• Passage to read:
______________________________

If you practice properly and relax into it, your inhale/exhale will get deeper and longer in duration on its own.

Resting respirations on "normal" people are 12 to 16 breaths a minute. When you practice Qi Gong, this will get to under 10. The inhale will get longer as will the exhale. They should both be about the same duration (for example inhale 5 seconds, exhale 5 seconds - 6 breaths a minute....) If they vary significantly, you are not relaxing and you are probably forcing things a lot.

You have to proceed at your own level and speed...and DON'T PURSUE things like how long you breathe, sensations in different parts of your body, anything...other than relax, sink, calm, no thought....

All of that other stuff is an example of the result of practice but not the practice or real benefit.

prana
02-28-2001, 12:41 AM
I definitely respect and am not contradicting what GLW said... here is my input...

Everyone is different and my experience is that if your mind is still enough, your breath will eventually feel as if it has stopped and your body like a corpse, returning to the realisation that we are all beings of impermanence. When you dont think or do much, you dont breath much either.

There are two different schools of thought when it comes to breathing being controlled and not being controlled. They both have good fruits to offer, and they both help the vitality of the mind and body.

Perhaps as someone else said in another thread, you should stick to one technique and practice it diligently :)

Breathe till there is no breath...

______________________________

• Aim 1: Rewrite the paragraph of the Qi Gong breathing passage that begins "Resting respirations on" as a short list that keeps its main facts.
• Aim 2: Write what comes next in the Qi Gong breathing passage, picking up after its final line.

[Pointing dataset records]

______________________________

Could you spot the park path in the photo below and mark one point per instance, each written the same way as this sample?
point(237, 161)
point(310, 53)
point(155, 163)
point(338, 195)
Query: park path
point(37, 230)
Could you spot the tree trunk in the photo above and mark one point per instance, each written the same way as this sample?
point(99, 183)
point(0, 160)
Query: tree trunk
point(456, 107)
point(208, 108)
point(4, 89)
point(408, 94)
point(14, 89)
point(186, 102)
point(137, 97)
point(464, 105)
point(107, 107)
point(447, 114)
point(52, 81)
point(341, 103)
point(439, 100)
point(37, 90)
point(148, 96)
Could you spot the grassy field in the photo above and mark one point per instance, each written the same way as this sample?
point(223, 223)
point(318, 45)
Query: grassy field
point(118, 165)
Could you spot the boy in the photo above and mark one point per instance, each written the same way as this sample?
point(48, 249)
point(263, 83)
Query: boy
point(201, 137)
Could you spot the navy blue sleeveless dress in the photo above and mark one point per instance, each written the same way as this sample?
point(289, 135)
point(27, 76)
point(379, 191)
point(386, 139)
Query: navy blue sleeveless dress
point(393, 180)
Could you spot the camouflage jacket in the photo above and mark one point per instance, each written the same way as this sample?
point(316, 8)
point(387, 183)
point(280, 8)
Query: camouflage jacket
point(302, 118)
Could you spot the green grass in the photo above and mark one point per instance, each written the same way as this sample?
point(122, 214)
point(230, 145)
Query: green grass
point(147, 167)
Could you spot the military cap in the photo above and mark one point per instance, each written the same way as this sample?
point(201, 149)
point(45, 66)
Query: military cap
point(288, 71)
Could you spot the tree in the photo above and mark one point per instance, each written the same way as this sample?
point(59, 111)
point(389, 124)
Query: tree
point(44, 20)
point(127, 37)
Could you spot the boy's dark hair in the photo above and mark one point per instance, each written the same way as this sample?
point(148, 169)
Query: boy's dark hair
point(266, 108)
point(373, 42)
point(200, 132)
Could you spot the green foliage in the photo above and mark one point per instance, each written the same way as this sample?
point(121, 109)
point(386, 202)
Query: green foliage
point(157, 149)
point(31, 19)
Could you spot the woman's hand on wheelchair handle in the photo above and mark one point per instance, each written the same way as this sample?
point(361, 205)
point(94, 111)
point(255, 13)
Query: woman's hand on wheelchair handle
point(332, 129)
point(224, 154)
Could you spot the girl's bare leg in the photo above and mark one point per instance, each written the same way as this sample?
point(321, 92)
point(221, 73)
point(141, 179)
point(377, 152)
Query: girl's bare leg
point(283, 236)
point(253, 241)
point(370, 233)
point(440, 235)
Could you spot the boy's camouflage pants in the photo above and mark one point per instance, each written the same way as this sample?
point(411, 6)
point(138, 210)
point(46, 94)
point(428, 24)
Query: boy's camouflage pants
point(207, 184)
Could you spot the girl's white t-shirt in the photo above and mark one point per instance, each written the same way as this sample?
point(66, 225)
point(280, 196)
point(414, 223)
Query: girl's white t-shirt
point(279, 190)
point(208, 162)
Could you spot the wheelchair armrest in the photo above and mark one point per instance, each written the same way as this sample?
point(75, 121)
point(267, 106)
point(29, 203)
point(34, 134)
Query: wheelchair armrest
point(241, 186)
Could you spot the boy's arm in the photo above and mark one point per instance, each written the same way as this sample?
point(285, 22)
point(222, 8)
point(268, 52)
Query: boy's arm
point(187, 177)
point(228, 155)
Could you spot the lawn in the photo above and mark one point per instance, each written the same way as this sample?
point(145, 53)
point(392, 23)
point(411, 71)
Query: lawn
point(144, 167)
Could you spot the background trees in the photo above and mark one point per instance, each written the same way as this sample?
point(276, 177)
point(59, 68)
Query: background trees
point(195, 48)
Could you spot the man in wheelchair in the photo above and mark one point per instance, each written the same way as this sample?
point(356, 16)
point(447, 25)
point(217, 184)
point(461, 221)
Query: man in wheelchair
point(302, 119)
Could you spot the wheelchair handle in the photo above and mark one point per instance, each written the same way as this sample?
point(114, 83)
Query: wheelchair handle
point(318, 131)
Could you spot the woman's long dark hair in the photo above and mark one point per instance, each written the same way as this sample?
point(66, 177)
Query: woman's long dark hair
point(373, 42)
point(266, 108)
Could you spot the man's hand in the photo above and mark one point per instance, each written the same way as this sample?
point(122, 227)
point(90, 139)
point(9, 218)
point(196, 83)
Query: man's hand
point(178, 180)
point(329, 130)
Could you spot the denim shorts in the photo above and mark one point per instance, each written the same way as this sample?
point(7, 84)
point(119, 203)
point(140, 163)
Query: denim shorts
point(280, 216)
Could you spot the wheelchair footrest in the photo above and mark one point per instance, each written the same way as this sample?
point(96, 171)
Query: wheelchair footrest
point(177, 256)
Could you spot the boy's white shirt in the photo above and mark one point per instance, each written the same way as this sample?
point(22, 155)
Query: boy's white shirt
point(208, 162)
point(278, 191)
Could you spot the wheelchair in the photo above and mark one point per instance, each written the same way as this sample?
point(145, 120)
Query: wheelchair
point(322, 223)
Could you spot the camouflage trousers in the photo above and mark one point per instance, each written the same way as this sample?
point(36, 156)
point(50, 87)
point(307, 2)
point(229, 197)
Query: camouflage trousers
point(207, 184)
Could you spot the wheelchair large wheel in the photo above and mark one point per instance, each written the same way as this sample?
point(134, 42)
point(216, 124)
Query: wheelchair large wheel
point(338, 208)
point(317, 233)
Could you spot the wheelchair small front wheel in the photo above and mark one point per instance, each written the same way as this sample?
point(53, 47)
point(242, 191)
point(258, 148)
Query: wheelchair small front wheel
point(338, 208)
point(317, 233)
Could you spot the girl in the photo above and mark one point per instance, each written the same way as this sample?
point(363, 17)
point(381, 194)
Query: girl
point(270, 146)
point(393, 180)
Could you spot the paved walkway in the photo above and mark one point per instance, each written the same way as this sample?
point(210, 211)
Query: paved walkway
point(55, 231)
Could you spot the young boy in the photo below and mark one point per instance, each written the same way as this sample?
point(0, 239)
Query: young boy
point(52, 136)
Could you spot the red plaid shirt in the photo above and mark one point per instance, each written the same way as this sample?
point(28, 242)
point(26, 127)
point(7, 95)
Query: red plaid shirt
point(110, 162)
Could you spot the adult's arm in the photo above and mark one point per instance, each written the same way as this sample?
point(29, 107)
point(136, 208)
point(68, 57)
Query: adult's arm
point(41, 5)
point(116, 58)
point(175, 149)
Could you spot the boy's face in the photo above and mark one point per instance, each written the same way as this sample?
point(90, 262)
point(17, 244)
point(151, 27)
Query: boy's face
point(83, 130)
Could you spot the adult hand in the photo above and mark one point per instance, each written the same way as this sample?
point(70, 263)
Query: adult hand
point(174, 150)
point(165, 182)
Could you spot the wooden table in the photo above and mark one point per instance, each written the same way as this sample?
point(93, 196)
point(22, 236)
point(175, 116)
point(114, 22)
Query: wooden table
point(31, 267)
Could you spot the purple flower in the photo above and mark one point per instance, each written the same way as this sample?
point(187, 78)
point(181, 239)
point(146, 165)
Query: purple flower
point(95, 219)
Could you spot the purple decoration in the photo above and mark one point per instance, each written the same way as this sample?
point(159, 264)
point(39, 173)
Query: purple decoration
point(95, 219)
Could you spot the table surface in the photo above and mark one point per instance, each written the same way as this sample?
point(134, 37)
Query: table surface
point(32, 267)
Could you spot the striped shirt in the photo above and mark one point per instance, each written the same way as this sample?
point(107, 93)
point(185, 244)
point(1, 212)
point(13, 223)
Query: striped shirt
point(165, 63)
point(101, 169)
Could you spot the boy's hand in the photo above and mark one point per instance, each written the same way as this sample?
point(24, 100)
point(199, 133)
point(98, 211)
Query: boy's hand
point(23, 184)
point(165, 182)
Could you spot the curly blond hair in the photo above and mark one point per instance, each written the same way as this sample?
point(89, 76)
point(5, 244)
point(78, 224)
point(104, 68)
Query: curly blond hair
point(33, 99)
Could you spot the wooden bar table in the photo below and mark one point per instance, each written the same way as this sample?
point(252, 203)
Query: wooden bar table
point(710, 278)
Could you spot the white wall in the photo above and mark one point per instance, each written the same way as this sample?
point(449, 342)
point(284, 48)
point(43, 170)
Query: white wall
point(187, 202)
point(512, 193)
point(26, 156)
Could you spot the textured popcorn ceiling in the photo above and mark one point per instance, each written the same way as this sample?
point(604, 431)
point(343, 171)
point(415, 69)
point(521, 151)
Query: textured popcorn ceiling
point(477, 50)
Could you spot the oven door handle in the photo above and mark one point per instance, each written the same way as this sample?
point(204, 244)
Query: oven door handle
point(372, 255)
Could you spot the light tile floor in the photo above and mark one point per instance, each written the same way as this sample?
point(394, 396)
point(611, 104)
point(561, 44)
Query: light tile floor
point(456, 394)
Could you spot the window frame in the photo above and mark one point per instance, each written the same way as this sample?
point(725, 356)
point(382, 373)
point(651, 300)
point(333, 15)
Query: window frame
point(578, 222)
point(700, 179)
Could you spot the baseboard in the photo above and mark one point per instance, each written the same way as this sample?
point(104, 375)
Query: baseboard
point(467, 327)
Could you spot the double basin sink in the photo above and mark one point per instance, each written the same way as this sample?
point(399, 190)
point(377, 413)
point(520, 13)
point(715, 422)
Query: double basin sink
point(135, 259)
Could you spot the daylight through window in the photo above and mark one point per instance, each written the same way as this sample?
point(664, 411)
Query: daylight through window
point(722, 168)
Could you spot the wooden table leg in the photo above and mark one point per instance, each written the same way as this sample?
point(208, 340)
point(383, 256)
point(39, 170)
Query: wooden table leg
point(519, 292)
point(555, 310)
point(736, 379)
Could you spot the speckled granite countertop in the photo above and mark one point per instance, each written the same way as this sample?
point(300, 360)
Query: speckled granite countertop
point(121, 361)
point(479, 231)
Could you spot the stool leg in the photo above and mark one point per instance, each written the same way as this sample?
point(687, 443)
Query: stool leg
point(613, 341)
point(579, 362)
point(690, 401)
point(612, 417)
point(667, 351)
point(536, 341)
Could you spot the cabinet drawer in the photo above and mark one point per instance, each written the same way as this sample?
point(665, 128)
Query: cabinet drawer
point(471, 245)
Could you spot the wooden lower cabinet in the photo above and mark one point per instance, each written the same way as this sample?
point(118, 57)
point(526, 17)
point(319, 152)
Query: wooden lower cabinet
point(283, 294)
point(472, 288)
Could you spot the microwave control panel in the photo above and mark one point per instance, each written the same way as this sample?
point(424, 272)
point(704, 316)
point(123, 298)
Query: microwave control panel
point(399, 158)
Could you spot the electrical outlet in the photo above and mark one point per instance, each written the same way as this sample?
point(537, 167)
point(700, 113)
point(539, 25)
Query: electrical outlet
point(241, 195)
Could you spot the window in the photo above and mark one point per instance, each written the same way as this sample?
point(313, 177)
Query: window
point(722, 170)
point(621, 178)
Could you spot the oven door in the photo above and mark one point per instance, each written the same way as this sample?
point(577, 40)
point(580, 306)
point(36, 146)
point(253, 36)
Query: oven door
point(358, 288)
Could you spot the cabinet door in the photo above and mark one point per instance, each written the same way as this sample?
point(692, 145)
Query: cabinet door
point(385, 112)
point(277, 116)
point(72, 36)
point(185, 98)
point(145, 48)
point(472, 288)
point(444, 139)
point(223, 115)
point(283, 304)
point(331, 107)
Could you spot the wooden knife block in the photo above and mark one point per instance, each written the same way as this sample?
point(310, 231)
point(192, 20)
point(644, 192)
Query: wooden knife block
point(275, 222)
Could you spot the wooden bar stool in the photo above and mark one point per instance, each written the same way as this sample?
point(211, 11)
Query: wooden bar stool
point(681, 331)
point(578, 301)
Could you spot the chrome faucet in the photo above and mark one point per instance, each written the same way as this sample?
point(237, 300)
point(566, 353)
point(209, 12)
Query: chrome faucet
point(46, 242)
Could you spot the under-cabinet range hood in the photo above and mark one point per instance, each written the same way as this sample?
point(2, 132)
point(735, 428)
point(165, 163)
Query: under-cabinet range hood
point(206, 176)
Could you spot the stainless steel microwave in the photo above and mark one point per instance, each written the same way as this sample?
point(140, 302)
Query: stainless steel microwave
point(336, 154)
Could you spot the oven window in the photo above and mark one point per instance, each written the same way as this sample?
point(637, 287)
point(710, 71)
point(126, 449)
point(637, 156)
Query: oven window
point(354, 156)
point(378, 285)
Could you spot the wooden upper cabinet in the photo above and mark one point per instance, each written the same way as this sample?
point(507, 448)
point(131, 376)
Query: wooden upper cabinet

______________________________

• Task response 1:
- Resting breathing in "normal" people runs 12 to 16 breaths a minute.
- With Qi Gong practice, it drops below 10.
- Both the inhale and the exhale lengthen and should last about the same time, such as 5 seconds each, or 6 breaths a minute.
- A large difference between them means you are not relaxing and are probably forcing things.

• Task response 2:
origenx
02-28-2001, 07:45 PM
prana - yes, there seems to be 2 schools of thought on this, and I wonder if one is just higher level than the other or if they're perhaps just yin/yang aspects of the same thing.

One is to focus on breathing, the other is to relax and let your breathing come naturally. Similarly, in meditation, I've heard you can either focus intently, or allow your mind to empty completely into nothingness.

So, perhaps do you progress from a beginner stage of focusing to the ultimate stage of wu-wei? Like when Bruce Lee said a kick was a kick, then was more than a kick, then was just a kick again? Or are they just 2 equal means to achieve the same end

Braden
02-28-2001, 09:26 PM
Focus on your breathing, yes, but don't control it. Forcing your breath is one of the main mistakes people make in qigong, and can be very damaging. Just relax and your breathing will slow all by itself like GLW said. I don't know about 16 breaths a minute - I'm down to 4 without any conscious control at all.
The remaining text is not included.